┌──

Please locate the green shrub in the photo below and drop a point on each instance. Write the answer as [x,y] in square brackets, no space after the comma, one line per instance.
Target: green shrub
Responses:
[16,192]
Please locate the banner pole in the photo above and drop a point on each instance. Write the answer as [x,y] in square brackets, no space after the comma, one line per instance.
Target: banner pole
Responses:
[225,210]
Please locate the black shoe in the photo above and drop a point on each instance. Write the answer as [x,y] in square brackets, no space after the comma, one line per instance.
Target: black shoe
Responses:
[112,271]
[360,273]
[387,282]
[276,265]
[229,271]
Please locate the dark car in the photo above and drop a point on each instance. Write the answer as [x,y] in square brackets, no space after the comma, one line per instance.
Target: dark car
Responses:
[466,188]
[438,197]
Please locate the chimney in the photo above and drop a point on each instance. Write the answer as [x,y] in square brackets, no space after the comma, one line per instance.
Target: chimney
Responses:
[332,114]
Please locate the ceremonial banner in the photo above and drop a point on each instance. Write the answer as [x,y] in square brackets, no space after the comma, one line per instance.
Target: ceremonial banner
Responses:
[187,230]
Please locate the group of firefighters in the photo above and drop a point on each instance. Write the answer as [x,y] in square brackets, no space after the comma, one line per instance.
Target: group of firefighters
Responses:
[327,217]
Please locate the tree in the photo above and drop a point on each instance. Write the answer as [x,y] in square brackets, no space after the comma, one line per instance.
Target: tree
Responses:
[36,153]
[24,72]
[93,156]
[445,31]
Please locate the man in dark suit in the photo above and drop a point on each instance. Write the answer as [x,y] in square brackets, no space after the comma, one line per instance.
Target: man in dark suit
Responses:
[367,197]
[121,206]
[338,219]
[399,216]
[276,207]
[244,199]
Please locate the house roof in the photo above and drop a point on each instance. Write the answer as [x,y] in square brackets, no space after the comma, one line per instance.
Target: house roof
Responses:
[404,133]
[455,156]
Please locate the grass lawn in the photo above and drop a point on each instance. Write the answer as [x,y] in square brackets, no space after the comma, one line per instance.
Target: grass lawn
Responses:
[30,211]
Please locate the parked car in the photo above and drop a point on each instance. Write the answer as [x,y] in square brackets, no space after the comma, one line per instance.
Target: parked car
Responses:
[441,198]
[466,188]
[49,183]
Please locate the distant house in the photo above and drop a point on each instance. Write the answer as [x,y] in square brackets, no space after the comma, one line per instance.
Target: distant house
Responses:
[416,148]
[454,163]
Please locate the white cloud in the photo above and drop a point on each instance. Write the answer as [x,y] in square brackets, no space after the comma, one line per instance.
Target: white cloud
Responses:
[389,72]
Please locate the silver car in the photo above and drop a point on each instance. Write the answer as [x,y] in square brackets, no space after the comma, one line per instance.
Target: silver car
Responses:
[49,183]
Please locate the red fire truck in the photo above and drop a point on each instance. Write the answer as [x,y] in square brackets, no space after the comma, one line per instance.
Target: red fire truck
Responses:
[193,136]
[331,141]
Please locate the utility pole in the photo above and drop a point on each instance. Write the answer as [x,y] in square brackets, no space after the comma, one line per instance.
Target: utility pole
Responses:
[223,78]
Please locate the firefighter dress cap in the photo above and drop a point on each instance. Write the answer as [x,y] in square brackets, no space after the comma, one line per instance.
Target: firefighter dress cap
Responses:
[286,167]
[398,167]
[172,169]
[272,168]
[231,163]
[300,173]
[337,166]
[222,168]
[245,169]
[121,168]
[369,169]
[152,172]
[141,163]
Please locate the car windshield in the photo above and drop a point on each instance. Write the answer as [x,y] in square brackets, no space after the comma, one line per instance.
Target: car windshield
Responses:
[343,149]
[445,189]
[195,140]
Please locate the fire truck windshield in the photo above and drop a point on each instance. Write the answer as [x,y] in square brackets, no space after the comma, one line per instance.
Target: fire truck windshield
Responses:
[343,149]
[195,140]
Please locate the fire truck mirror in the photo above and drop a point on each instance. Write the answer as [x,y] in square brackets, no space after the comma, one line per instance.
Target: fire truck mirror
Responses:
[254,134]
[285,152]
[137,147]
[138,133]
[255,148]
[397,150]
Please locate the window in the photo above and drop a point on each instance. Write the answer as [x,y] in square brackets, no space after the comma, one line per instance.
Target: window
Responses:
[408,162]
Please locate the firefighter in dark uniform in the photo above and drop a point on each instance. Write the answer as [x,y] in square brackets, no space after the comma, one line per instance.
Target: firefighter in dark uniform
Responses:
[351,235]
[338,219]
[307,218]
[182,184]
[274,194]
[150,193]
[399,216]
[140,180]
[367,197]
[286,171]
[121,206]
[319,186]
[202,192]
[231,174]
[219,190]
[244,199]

└──

_GIVEN INSTRUCTION_
Reproduce every line from the one containing "Please locate the window" through the last line of the entries, both included and requests kept. Add -144 to each coordinate value in the answers.

_EXERCISE OUTPUT_
Please locate the window in the photo above and drop a point on each instance. Write the answer as [x,y] in square brackets, no space after the comma, one line per instance.
Target: window
Responses:
[264,18]
Please locate the firefighter in dark uniform in the photo above and drop a point on each instance. Write the answer as [x,y] in square brackets, no space after the comma, one line per instance.
Target: firefighter in dark uniform
Responses:
[207,91]
[194,75]
[163,74]
[38,40]
[130,50]
[6,49]
[255,72]
[-4,36]
[223,53]
[142,27]
[-23,62]
[175,42]
[58,48]
[87,30]
[75,46]
[100,55]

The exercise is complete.